| PASSAGE TO READ |

New experiences/an interesting week
I've had some lovely emails since I got diagnosed with gallstones - people who've had the same problems and recovered (thank you sooo much for those ones!) and people just wishing me well (also extremely welcome!), but one emailer was laid up for some years after a motorbike accident, and she made an interesting comment about learning from it.
It's made me think. What have I learned from this experience?
1. That the house doesn't run itself and unless I am there to rant on and on, only the very basics get done.
2. That daytime telly is crap, even with Sky.
3. That I really miss riding. So much I can't bring myself to look at horse at the moment.
4. That guilt is a terrible thing; not doing enough with the kids/hubby/my writing/the house/my students/gymnastics etc etc. It takes me all my time to make it to the supermarket before having to curl up with a hot wheat-pack and self-pity.
5. That the old adage, "You haven't got anything if you haven't got your health" is bloody well true.
6. That I HATE not being able to run around like a stressed out lunatic - that's who I am, and I miss it. Learning point is that maybe I should get less stressed about housework - after all, nothing that bad has happened so far (to the house).
7. That one's ability to bear pain does increase. You start to develop little breathing techniques and stuff, and learn to 'ride' it.
8. That I really don't want to die just yet. This may seem obvious but being sick and not having the results back from the gamut of tests is wreaking havoc with my head.
9. That my job has been far more stressful than it needs to be, and I'll be prioritising family over it from now on.
10. And finally, that I do want to finish my book, and that the thought of dying now and leaving all that unfinished business behind is almost as upsetting as the thought of leaving my kids.
I promise that when I get better I'll do more with my time, and do it better!
Wednesday I was all positive in the morning, and then I had a blood test. By a student nurse, and I know she's got to learn, but she made two holes in my arm before announcing that all my veins had collapsed and that she needed help. As she ran from the room it got really hot all of a sudden, and my head started spinning. I've never had that happen in my life. I had four nurses cooing over me on a trolley asking me if there was any chance I might be pregnant. With a gut full of gallstones I hardly think so, says I, and eventually they let me get up and crawl under a rock to lick my wounds. The following day I had to go again and this time another nurse did it - without any problem at all.
Humph!
So now we wait again. This week feels like a month, and I've missed doing anything for both my girls' birthdays. Oh woe is me! Fed up fed up fed up fed up.
6 comments:
((((((((((HUGS))))))))))))
You're not going to die......who'd drink all the tea then eh?
Aw. Chin up - things will get better. xxx
Ah honey, I'm sorry I've not been in touch. It sounds absolutely horrible and miserable. Can you do the supermarket shop on the internet?
(((((((Hugs and laying on of hands to relieve pain))))))))
JJx
Guilt is not something you need to feel, your job is getting better and keeping spirits up! Do that!
This is a good opportunity to harness the helpful power of children (unless they're still pooing themselves in which case leave them be!)Go for the sympathy vote? It's amazing what they can do, I got mine to build an extension when I was ill last year...(actually that's a fib).
Hi everyone - and thank you once again for your kind thoughts! Really perks me up!
All the bloods came back normal so it's gotta be these gallstones causing all the trouble. At least I know it isn't anything really nasty and just er... look forward to? getting the bloody thing sorted!
Jon - Am in stitches at the thought of my kids building an extension!
Oh you poor, poor sausage. ((((Squeeze, but gently so as not cause pain))))
Glad to see from your comment that the bloods came back normal.

| SUPPLIED DATA |
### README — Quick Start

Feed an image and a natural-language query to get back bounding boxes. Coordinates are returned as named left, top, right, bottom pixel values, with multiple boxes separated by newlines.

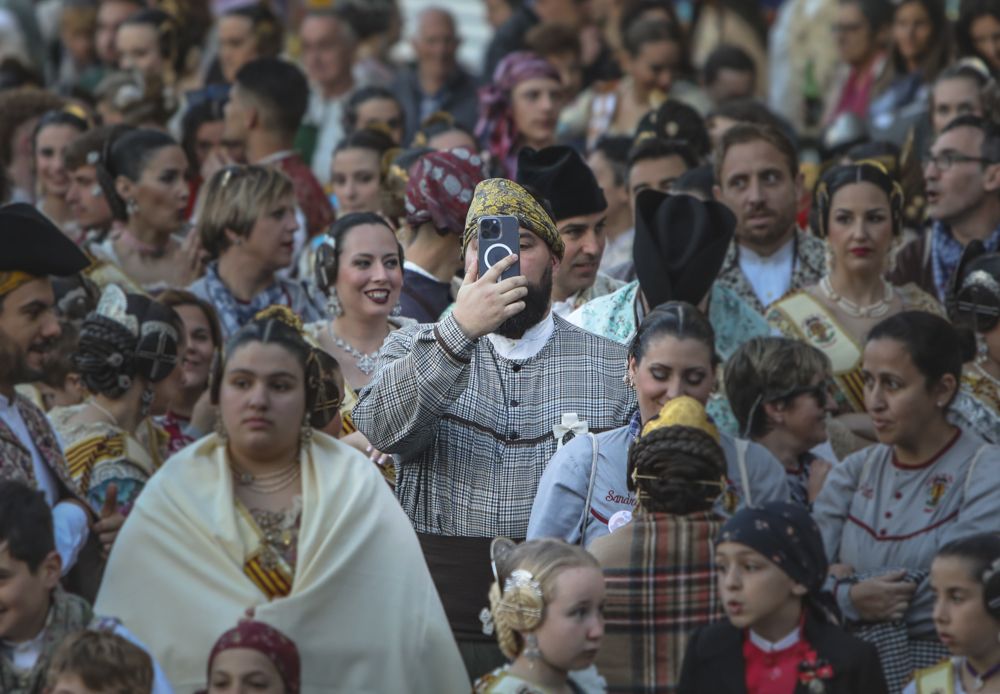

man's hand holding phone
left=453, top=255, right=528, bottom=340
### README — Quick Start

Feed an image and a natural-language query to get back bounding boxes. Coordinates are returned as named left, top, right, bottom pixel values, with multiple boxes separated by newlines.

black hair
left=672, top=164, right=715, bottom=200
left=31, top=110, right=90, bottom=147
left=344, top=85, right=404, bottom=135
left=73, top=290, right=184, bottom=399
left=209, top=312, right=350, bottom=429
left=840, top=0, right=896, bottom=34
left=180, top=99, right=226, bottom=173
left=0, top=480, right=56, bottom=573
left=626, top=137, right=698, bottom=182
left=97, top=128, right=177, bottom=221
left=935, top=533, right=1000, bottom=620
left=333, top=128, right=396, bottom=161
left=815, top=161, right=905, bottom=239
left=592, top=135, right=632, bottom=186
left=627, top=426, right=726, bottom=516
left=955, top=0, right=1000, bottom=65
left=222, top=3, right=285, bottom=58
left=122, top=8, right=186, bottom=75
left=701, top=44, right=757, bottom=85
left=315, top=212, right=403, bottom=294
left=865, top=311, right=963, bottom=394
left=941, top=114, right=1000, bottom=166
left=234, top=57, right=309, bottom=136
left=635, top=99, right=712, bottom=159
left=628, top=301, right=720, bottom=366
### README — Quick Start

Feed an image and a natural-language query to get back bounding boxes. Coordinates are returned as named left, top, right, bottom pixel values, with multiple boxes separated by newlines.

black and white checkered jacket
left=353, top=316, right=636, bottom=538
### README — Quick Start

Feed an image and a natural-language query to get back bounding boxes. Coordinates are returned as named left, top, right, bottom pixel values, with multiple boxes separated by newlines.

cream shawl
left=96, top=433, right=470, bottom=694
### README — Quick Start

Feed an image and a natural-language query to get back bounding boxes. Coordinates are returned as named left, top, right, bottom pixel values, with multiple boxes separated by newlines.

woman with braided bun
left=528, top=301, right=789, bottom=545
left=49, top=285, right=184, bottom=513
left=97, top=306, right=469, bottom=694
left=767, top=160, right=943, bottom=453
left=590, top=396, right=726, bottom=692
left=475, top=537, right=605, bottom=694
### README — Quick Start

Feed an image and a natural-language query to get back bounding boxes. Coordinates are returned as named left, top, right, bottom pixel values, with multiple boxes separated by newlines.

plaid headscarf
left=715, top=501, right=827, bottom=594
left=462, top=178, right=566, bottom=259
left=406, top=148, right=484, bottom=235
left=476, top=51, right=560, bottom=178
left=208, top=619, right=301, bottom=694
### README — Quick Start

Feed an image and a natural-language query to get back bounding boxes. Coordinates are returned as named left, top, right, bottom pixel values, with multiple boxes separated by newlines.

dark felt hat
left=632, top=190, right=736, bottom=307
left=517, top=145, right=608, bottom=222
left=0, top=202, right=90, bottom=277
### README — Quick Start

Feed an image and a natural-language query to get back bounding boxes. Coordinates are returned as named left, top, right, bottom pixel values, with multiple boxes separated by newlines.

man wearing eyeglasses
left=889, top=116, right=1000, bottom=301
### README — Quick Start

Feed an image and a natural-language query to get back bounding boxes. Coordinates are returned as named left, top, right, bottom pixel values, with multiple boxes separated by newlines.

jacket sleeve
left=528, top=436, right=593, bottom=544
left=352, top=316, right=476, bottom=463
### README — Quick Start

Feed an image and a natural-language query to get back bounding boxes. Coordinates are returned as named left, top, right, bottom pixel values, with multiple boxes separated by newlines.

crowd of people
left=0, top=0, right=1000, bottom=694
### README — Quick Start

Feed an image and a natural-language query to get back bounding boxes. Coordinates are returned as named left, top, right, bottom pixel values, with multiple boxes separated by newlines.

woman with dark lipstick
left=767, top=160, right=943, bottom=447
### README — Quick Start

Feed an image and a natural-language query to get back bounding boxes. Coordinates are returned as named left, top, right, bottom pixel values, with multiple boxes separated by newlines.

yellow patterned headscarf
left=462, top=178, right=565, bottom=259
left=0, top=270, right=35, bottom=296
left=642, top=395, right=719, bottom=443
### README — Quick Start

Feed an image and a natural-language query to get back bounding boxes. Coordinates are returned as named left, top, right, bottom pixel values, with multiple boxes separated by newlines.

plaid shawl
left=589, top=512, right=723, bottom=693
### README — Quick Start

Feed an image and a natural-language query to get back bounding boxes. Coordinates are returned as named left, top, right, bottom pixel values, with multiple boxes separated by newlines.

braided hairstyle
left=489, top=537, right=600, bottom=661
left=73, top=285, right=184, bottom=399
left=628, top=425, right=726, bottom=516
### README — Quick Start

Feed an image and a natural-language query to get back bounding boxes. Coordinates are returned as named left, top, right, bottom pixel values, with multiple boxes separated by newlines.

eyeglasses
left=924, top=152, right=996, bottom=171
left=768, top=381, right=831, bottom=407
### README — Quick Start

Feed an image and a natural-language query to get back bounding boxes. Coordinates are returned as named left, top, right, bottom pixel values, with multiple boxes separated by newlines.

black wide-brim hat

==

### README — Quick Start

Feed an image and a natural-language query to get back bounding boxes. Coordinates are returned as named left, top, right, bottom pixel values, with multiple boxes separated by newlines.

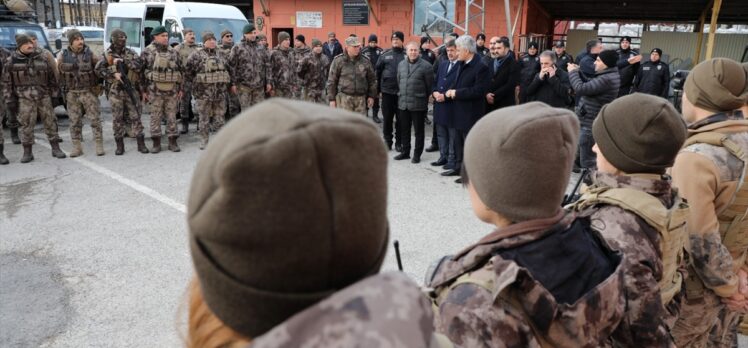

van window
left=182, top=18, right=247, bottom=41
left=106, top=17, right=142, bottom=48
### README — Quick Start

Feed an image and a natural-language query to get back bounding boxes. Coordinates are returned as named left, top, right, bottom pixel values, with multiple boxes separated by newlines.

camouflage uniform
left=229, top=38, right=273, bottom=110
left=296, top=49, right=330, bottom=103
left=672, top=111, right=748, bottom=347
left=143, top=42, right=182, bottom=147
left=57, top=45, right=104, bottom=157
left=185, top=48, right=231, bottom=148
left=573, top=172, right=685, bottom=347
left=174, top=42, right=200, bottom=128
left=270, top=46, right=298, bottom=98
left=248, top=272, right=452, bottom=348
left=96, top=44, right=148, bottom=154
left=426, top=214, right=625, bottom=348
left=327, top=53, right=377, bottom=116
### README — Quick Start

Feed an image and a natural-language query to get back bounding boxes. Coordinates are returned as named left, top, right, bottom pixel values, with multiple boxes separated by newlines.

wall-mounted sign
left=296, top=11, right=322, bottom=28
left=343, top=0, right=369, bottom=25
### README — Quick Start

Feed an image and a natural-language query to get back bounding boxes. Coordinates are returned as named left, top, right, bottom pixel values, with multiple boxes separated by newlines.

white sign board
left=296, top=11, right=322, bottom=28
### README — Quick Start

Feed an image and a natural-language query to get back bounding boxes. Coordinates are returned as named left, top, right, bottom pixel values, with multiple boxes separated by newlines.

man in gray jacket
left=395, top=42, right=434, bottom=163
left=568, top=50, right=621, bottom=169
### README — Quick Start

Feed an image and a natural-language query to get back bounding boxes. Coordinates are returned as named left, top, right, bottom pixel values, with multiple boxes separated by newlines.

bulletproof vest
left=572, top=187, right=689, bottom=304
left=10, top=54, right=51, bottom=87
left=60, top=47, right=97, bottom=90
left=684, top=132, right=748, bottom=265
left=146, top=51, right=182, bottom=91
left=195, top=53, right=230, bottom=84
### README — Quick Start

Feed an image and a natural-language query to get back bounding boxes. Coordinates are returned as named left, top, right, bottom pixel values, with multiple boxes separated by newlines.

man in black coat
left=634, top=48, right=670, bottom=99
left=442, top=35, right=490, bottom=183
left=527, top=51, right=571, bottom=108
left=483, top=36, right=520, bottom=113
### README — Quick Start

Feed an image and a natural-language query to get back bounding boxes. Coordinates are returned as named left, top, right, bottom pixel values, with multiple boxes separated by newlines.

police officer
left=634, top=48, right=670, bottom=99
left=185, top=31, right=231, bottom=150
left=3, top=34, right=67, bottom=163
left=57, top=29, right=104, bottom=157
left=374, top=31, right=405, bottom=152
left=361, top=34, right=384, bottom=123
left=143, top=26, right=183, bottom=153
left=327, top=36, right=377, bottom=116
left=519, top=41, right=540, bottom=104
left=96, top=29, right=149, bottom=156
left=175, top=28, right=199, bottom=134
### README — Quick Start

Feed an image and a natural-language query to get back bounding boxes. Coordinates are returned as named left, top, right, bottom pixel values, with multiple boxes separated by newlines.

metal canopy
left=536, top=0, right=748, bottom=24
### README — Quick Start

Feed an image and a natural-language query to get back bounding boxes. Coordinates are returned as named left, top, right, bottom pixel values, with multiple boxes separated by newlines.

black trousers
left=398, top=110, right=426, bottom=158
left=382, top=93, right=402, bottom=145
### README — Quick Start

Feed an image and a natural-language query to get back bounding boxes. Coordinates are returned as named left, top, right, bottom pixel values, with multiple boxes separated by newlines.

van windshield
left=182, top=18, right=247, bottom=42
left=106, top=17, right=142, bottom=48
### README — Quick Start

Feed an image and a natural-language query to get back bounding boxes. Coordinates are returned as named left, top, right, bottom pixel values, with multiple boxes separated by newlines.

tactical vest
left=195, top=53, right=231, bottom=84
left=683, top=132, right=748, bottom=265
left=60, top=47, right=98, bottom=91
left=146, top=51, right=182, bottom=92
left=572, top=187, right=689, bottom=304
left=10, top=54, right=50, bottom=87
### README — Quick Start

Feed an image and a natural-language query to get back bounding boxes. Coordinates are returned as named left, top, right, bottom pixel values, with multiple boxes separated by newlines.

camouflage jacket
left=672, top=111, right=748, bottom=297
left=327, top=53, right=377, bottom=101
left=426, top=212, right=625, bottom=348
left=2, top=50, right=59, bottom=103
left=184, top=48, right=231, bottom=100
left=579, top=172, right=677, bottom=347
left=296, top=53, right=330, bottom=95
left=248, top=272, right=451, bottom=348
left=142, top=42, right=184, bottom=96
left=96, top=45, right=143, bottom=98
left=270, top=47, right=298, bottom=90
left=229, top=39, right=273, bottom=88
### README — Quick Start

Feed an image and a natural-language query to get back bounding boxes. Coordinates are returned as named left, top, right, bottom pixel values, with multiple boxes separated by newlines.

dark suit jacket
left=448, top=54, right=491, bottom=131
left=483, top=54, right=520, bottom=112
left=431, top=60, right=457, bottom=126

--

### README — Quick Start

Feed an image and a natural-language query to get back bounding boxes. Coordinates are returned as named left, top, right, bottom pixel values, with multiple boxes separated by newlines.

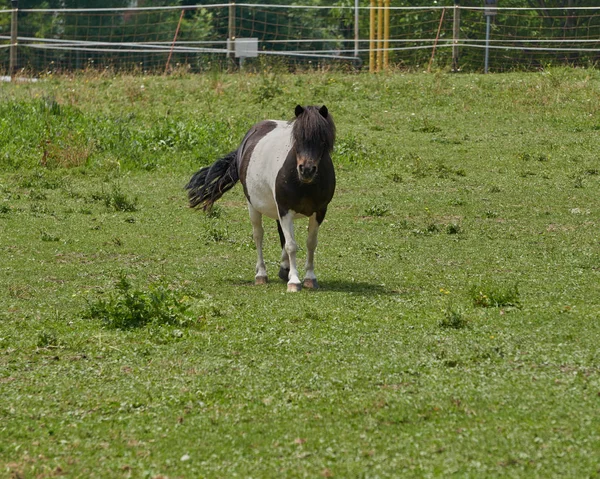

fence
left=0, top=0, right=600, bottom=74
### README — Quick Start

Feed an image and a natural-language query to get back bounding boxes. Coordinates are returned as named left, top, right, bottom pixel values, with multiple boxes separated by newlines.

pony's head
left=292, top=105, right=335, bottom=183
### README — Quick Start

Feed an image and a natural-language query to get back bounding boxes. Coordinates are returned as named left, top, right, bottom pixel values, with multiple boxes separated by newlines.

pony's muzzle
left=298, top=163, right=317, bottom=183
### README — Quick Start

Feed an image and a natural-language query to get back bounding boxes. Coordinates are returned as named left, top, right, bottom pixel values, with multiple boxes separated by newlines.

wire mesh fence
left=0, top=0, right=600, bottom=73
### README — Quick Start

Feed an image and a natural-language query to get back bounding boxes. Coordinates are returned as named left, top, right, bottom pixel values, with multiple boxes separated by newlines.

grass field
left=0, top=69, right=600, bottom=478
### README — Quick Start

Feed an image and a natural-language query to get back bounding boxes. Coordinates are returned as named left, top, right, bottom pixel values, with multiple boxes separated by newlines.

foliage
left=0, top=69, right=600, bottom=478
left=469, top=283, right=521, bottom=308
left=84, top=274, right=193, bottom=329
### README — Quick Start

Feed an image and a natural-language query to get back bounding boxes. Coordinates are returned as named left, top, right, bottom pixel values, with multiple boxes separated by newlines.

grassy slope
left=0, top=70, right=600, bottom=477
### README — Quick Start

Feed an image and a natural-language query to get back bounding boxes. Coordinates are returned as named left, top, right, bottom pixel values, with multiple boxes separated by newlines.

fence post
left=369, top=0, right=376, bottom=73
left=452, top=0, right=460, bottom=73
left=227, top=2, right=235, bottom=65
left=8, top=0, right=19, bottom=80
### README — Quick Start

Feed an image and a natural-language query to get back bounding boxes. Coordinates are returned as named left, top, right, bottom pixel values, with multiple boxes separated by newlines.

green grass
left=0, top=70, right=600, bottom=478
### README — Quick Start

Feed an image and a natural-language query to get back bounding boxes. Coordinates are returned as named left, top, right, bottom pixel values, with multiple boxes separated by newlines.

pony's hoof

| REQUIRED ACTION |
Answer these questions from the blog post about gallstones.
(a) What had kept one emailer laid up for some years?
(b) What did the student nurse announce after making two holes in the writer's arm?
(c) What did the blood results show, according to the writer's later comment?

| OUTPUT |
(a) A motorbike accident.
(b) That all the writer's veins had collapsed and she needed help.
(c) They all came back normal.